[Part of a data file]
========================

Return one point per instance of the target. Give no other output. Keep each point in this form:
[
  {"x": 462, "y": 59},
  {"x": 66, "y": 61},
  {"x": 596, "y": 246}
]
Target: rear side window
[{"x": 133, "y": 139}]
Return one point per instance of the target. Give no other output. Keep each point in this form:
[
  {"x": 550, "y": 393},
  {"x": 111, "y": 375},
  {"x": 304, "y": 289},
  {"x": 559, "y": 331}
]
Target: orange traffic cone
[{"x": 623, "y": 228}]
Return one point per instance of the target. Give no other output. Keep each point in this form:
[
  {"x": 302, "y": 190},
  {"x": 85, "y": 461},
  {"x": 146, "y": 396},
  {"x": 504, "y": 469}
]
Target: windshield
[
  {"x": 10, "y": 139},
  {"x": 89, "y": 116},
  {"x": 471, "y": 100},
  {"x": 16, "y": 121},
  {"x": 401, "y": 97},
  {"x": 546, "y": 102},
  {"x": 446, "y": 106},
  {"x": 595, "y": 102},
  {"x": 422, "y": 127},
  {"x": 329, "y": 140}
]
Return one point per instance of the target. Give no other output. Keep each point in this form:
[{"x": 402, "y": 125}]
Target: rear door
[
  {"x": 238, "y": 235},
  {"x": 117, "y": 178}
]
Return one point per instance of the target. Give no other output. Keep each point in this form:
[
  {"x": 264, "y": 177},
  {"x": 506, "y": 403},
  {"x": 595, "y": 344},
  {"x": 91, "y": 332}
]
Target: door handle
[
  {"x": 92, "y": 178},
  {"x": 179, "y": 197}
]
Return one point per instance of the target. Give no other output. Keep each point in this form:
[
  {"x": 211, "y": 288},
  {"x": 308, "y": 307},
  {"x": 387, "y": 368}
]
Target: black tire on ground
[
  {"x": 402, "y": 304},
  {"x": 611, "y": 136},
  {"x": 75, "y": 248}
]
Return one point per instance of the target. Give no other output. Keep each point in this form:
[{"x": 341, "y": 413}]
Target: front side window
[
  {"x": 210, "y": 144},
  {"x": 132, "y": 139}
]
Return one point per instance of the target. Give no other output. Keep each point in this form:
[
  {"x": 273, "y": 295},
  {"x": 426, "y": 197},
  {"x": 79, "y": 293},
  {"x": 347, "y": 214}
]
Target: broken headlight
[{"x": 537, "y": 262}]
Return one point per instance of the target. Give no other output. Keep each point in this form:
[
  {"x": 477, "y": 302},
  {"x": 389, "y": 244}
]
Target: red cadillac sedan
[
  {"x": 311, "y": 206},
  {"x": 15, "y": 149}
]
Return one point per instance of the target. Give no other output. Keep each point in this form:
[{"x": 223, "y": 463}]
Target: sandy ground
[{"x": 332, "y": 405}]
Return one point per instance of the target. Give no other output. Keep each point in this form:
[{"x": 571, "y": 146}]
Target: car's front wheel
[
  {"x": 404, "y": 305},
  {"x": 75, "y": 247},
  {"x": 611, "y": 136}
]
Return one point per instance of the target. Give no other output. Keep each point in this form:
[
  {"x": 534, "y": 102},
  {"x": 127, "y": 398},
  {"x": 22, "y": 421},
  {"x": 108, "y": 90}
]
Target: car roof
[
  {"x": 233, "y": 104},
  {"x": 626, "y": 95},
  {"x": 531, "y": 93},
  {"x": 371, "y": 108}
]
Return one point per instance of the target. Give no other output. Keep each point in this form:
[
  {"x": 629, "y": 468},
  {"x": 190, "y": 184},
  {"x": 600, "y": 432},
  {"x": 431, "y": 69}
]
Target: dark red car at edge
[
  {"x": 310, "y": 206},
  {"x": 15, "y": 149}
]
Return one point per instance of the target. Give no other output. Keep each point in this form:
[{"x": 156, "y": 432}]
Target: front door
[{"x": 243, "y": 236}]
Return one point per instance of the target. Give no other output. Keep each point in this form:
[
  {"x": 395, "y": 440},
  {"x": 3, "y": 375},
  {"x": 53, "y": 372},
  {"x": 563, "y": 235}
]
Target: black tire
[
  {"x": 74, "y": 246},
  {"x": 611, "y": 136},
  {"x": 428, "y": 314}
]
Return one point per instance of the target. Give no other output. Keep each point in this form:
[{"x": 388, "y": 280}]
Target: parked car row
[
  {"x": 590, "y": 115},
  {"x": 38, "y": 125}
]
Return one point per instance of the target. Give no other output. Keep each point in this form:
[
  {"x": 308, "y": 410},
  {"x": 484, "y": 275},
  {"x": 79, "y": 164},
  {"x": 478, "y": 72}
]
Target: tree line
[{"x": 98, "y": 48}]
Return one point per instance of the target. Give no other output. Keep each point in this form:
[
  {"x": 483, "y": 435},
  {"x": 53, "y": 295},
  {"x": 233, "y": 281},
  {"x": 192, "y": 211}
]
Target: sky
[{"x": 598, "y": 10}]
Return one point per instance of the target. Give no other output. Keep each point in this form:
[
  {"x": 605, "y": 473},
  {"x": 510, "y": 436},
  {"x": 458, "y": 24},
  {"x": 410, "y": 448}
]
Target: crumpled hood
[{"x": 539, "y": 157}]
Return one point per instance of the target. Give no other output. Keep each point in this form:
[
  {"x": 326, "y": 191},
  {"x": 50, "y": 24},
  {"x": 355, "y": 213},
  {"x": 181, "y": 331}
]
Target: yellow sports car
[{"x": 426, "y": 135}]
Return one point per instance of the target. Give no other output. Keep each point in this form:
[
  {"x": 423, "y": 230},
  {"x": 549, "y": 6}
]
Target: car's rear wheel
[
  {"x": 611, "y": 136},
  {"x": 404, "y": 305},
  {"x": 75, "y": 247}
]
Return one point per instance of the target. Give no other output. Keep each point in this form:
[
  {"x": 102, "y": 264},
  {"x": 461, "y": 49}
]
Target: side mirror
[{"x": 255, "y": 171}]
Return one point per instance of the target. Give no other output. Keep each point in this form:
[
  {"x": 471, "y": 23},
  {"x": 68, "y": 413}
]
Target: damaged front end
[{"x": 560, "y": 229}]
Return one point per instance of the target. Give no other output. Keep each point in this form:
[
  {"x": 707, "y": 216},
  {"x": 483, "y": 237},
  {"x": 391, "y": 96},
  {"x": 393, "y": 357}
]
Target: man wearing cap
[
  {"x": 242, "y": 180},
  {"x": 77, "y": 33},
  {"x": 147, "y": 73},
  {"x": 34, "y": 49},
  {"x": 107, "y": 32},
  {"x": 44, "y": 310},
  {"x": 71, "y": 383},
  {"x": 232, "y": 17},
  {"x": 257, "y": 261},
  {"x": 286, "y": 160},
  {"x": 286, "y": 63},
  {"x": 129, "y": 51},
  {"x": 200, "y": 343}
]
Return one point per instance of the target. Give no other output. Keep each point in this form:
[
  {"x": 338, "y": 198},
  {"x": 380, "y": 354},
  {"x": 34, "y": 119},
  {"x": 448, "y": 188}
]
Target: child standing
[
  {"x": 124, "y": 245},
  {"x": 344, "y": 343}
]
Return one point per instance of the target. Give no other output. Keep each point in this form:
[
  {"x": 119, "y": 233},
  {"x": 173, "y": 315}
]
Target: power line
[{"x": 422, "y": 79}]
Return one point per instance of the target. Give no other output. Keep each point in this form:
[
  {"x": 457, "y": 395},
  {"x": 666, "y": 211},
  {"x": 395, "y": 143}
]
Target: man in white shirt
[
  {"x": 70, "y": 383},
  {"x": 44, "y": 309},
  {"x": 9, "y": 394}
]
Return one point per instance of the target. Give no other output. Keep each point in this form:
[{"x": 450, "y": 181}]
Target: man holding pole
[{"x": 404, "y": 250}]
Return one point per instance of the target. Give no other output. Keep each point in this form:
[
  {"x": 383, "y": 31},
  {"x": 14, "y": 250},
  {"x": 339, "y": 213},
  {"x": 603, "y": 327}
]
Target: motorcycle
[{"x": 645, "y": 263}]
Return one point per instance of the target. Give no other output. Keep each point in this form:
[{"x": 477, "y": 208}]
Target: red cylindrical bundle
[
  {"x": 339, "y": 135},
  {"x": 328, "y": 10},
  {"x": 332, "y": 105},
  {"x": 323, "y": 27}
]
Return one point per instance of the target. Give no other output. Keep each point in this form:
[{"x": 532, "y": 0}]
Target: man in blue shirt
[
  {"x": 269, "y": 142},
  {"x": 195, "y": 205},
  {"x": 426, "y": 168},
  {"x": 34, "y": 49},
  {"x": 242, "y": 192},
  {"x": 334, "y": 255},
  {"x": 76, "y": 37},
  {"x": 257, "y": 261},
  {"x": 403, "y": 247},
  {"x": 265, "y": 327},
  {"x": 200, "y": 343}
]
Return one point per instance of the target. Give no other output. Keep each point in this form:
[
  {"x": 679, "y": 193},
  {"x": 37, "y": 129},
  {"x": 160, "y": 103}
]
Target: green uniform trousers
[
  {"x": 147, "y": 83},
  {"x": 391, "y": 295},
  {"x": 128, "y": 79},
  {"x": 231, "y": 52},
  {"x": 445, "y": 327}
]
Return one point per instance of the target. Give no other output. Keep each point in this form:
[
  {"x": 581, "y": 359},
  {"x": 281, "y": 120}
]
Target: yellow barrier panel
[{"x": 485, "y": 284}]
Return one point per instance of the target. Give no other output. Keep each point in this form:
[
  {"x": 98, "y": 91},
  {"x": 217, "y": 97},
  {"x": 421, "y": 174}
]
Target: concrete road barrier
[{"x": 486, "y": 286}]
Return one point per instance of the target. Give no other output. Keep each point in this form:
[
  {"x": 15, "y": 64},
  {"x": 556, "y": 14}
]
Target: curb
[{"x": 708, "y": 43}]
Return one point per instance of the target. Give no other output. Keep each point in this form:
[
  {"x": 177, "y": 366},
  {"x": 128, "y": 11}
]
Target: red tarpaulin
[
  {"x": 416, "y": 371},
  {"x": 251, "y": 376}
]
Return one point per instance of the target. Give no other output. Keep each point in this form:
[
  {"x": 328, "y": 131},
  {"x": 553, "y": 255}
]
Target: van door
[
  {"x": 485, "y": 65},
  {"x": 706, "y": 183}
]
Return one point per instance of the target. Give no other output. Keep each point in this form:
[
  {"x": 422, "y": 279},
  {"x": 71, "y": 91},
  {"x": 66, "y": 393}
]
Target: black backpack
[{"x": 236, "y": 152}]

========================

Aim:
Count the lines of the material above that contain the string "yellow", and reply with only that number.

Answer to this problem:
2